> **Data listing**:

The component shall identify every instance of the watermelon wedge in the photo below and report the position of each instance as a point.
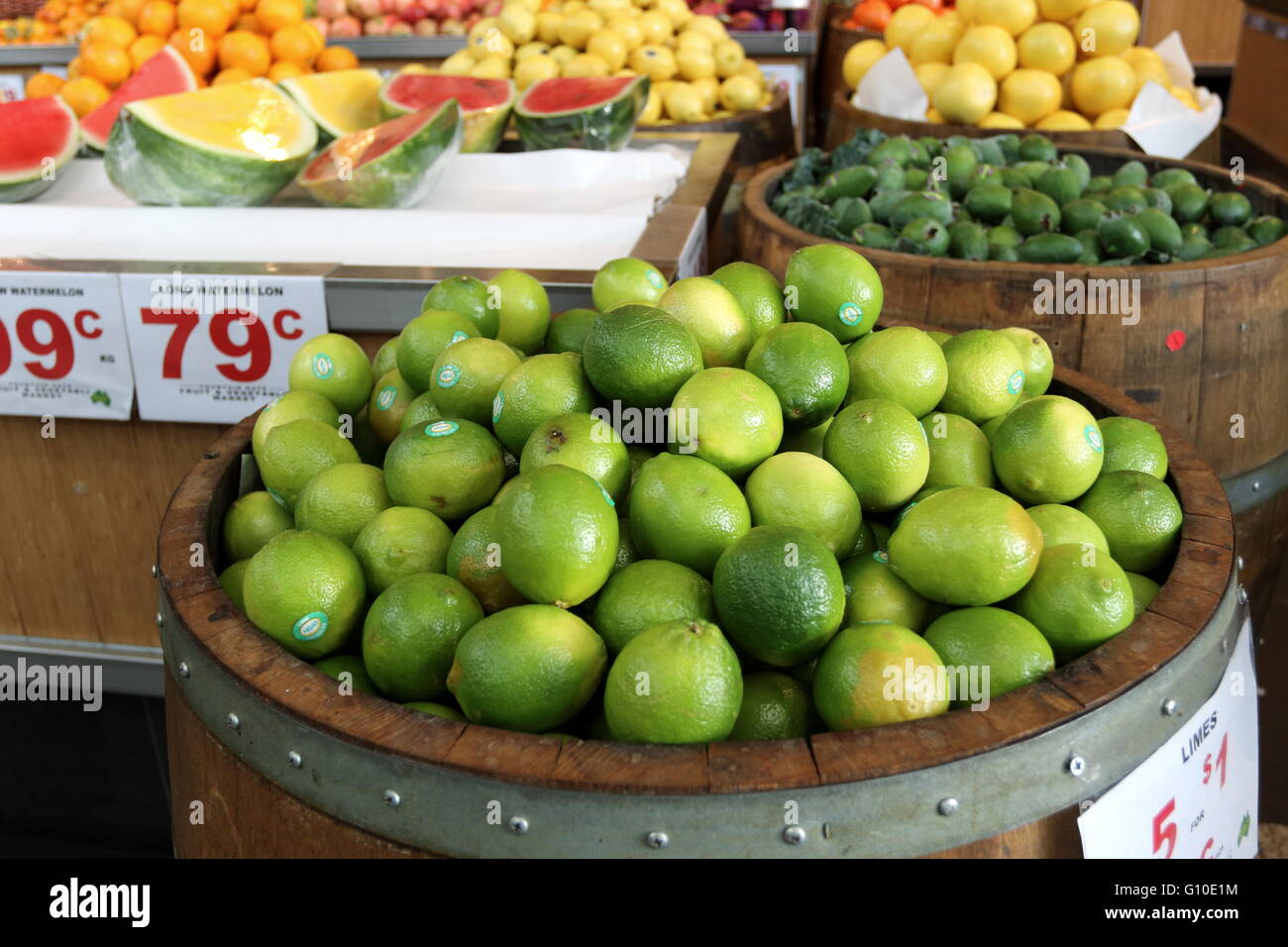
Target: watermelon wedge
(339, 102)
(37, 138)
(227, 146)
(163, 73)
(596, 112)
(390, 165)
(484, 103)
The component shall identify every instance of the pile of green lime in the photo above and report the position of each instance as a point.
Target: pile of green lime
(733, 508)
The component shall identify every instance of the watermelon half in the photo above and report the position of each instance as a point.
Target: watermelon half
(37, 138)
(163, 73)
(596, 112)
(484, 103)
(390, 165)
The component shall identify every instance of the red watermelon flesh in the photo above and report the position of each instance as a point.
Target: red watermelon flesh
(163, 73)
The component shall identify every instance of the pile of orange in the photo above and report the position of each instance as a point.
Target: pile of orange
(223, 40)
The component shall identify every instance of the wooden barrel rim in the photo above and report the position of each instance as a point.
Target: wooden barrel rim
(1184, 605)
(761, 188)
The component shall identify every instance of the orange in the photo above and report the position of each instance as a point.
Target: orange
(246, 52)
(44, 84)
(84, 94)
(158, 18)
(334, 58)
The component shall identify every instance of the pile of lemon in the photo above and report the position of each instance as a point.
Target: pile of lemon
(697, 72)
(1050, 64)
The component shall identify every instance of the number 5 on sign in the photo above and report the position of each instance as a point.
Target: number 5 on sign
(215, 347)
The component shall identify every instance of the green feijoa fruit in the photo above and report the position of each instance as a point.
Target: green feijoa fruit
(874, 235)
(1164, 235)
(1034, 213)
(1231, 209)
(1081, 215)
(988, 202)
(1189, 202)
(1124, 236)
(1050, 248)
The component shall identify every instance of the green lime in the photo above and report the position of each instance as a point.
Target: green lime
(541, 388)
(295, 453)
(253, 521)
(966, 547)
(423, 342)
(400, 541)
(687, 510)
(773, 707)
(522, 308)
(835, 287)
(1132, 445)
(468, 375)
(568, 330)
(305, 591)
(449, 468)
(1047, 450)
(1138, 515)
(875, 592)
(999, 651)
(863, 678)
(411, 633)
(292, 406)
(584, 444)
(626, 281)
(713, 318)
(986, 375)
(803, 489)
(780, 594)
(805, 368)
(340, 500)
(468, 296)
(558, 534)
(759, 295)
(903, 365)
(334, 367)
(528, 668)
(1035, 359)
(1078, 598)
(640, 356)
(881, 450)
(728, 418)
(645, 592)
(960, 453)
(675, 684)
(475, 558)
(1061, 525)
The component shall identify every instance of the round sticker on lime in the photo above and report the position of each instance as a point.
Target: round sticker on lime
(310, 626)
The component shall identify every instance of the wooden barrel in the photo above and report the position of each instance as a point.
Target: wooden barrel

> **Given problem**:
Write out all of the lines again, swapping "component" for "system" everywhere it appears and changing nothing else. Leave the pictures out.

> **Response to the exercise**:
The system shall identify every instance of the watermelon wedge in the photo below and report the position of each instance as a point.
Target: watermelon wedge
(339, 102)
(37, 138)
(227, 146)
(163, 73)
(596, 112)
(390, 165)
(484, 103)
The system shall identify every instance of the pile of green lime in the photo above and report the position of each instance as a point.
Target: pile of green lime
(733, 508)
The system shall identify every instance of the watermelon half in the photo above and report the position of each instance as a point.
Target: watermelon half
(37, 138)
(163, 73)
(596, 112)
(484, 103)
(390, 165)
The system shall identify every instance of the red watermelon flesh in the photo above and report the position of each instance as a point.
Target: red watermelon flesh
(163, 73)
The system shall identify every instance of the pile of orange in the photo above and report the position of each instance as a point.
Target: pile of orange
(223, 40)
The system shall identify every instance of the wooden barrel rim in the photo above and report the position of each instance as a point.
Target: wooden barrel rim
(1184, 605)
(761, 188)
The system shall identify every instance of the orange in the photo above and report the position of each instance as a point.
Target: orange
(246, 52)
(44, 84)
(84, 94)
(158, 18)
(334, 58)
The system shall identify every instance of the pile of lemon in the photo above and report the position of each instance as a point.
Target: pile of lemon
(697, 72)
(1050, 64)
The system shall identify every instance of the number 5 on sign in the photo above and report the position of each instance as a point.
Target: number 5 on sign
(215, 347)
The system shall identify every instance of the green feijoa fruit in the photo above and report the position of each instance as a point.
Target: green feijoa fruit
(874, 235)
(1164, 235)
(1034, 213)
(1231, 209)
(1081, 215)
(988, 202)
(1189, 202)
(1124, 236)
(1050, 248)
The system shall identify every instance of the green lime in the photo above and report the position of each instance as a point.
Target: green lime
(541, 388)
(295, 453)
(253, 521)
(966, 547)
(423, 342)
(400, 541)
(687, 510)
(773, 707)
(522, 308)
(835, 287)
(1132, 445)
(468, 375)
(568, 330)
(305, 591)
(449, 468)
(1047, 450)
(1138, 515)
(875, 592)
(999, 651)
(863, 678)
(411, 633)
(292, 406)
(584, 444)
(626, 281)
(713, 318)
(986, 375)
(803, 489)
(780, 594)
(805, 368)
(340, 500)
(468, 296)
(558, 534)
(759, 295)
(903, 365)
(334, 367)
(528, 668)
(1035, 359)
(1078, 598)
(640, 356)
(881, 450)
(728, 418)
(645, 592)
(960, 453)
(675, 684)
(475, 558)
(1061, 525)
The system shall identify every instance of the round sticker on lime in the photo above and report the position of each instance as a point.
Target: round sticker on lime
(310, 626)
The system shall identify every instance of the wooden barrel in the photo above and report the position of each instance as a point.
Target: wooden barrel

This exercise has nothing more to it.